▶ CONSIGNES DE LA TÂCHE: Recopiez fidèlement toutes les données ci-dessous, ligne par ligne, en laissant de côté les images, s'il vous plaît.

-------- DONNÉES FOURNIES --------

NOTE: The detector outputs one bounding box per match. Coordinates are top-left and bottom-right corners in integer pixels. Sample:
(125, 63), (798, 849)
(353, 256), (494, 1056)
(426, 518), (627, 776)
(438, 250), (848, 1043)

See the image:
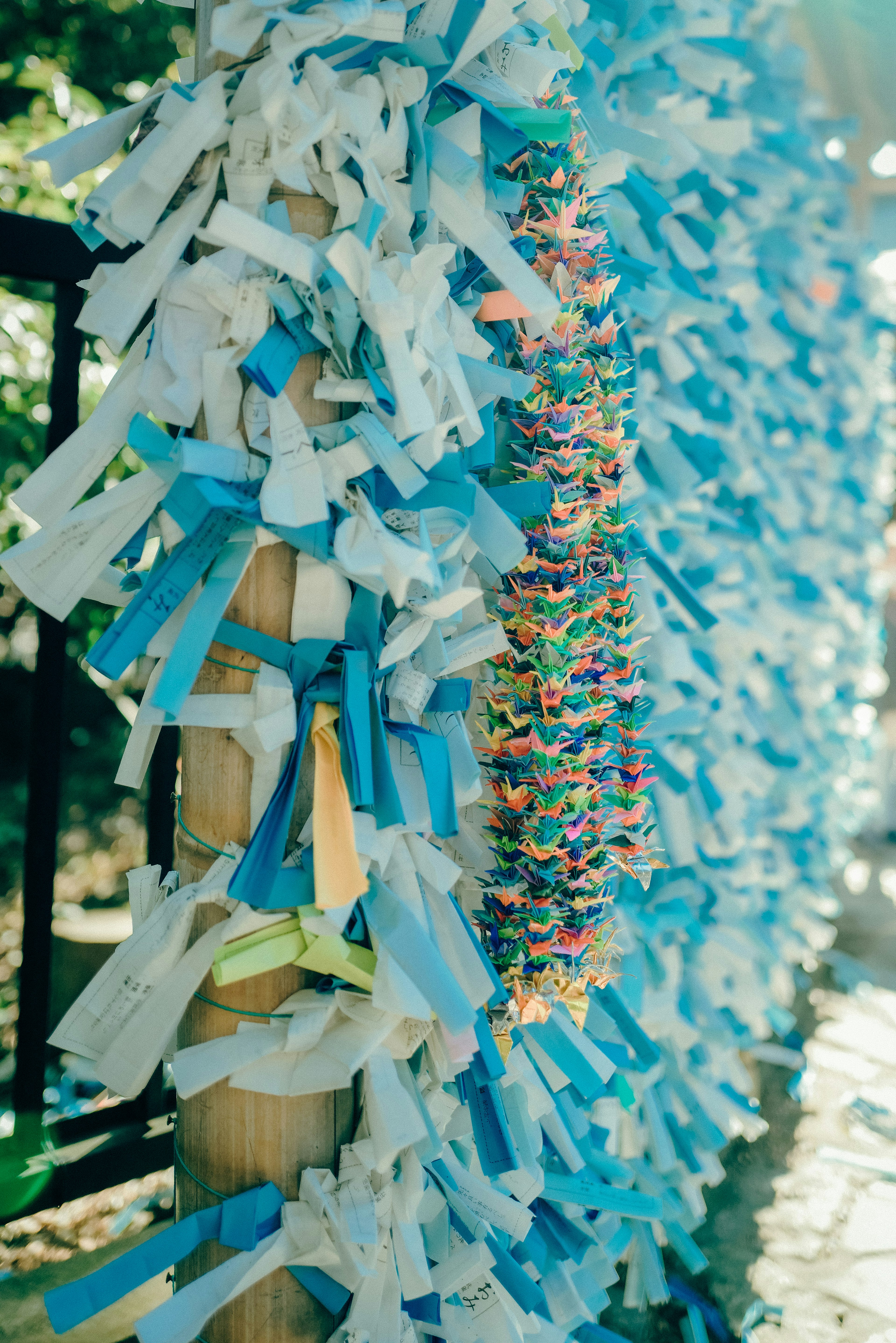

--------

▶ RÉPONSE ATTENDUE:
NOTE: The detector outputs one bounding box per match. Coordinates are top-left and bottom-right corners in integer pixels. Sample:
(125, 63), (798, 849)
(353, 256), (494, 1056)
(426, 518), (627, 776)
(438, 250), (848, 1043)

See the image:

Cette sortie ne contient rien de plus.